I have to say, and this is in my personal opinion form using the products, that on properly prepared paintwork I have noticed tangible differences in the finishes offered by some LSPs over other LSPs. I dont want to start a massive Zymol debate in here, suffice to say that the most tangible differences for me have come from using Zymol HDC followed by Zymol Destiny - the closest to this combo being Pinnacle Souveran over Megs #7 but the durability of the latter was dire in comparison. 

As a hobbyist detailer, I want to get the best possible, ultimate finish from a set of products on a car I detail, and I want the finish to last. Now, a lot of the finish, and I mean a lot, will come from the preparation stages... but it is my opinion that if you go to all the effort of correctly preparing the paintwork then I want to go for the ultimate LSP to top the detail off. For me this means using a glaze for sure, for the wet look, and a for the ultimate finish I'm a big fan of Zymol. Not all details I will do with Zymol, it all comes down to the requests of the car owner - however, the best reactions I have had from owners have also come from doing the Zymol treatment and as a proud hobbyist it means a lot to get the best reaction from an owner, and there's no bigger compliment than being recommended on and asked to return to do other cars.  

These are just my views on the subject. Its important to never loose sight of the importance of the prep, but I have seen on various colours in the flesh tangible differences in the finish offered by various LSPs.


----------



## Brazo (Oct 27, 2005)

They all look stunning Steve and all look the same  

Another factor is paint types titanium silver on BMW's can be almost as refelctive as a much darker colour yet Renault titanium silver offers poor reflectons in comparison.


----------



## GlynRS2 (Jan 21, 2006)

If the car is poorly prepped it will never look great on close inspection, whatever LSP you use.
At the other end of the scale on a perfectly prepped car with swirl free paintwork the difference between LSPs becomes a little more difficult to notice. This is because the paint underneath is in such good order. 
In between these two on a moderately well prepped car, ie. what is the real world for many with just a few swirls remaining, I think different LSPs can make more of a difference.
I have noticed that when I have spent hours refining the finish of car with various grades of polish followed by glaze, that the car looks fantastic before any LSP is used. The purpose of the LSP is then to try and lock in and preserve that appearance. Generally I like to use a sealant followed by a wax.

The Holy Grail is to find the best combination of clarity, reflectivity, depth, warmth and durability in a LSP. If there was one product that could do this consistantly on all colours and all makes/types of paint it would probably completely dominate the market. Many of us are on this quest for the ultimate finish and are never completely satisfied, so will try various combinations and any new product that comes along. We have cupboards full of part full bottles/tubs of LSPs and big holes in our bank balances. It is one of the things that defines an obsessive car detailer. The great things about this forum is it allows us to share our experiences and knowledge. There will be differences of opinion but the collective knowledge will be greater than any individual (well most anyway  ).


----------



## Neil_S (Oct 26, 2005)

GlynRS2 said:


> I have noticed that when I have spent hours refining the finish of car with various grades of polish followed by glaze, that the car looks fantastic before any LSP is used. The purpose of the LSP is then to try and lock in and preserve that appearance. Generally I like to use a sealant followed by a wax.

Information supplied ▸

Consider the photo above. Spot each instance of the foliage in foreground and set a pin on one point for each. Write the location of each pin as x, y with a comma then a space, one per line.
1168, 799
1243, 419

Short problem ▸ In the detailing thread, which paint does Brazo say offers poor reflections compared with titanium silver on BMWs? The data has no role here.

Final result ▸ Renault titanium silver.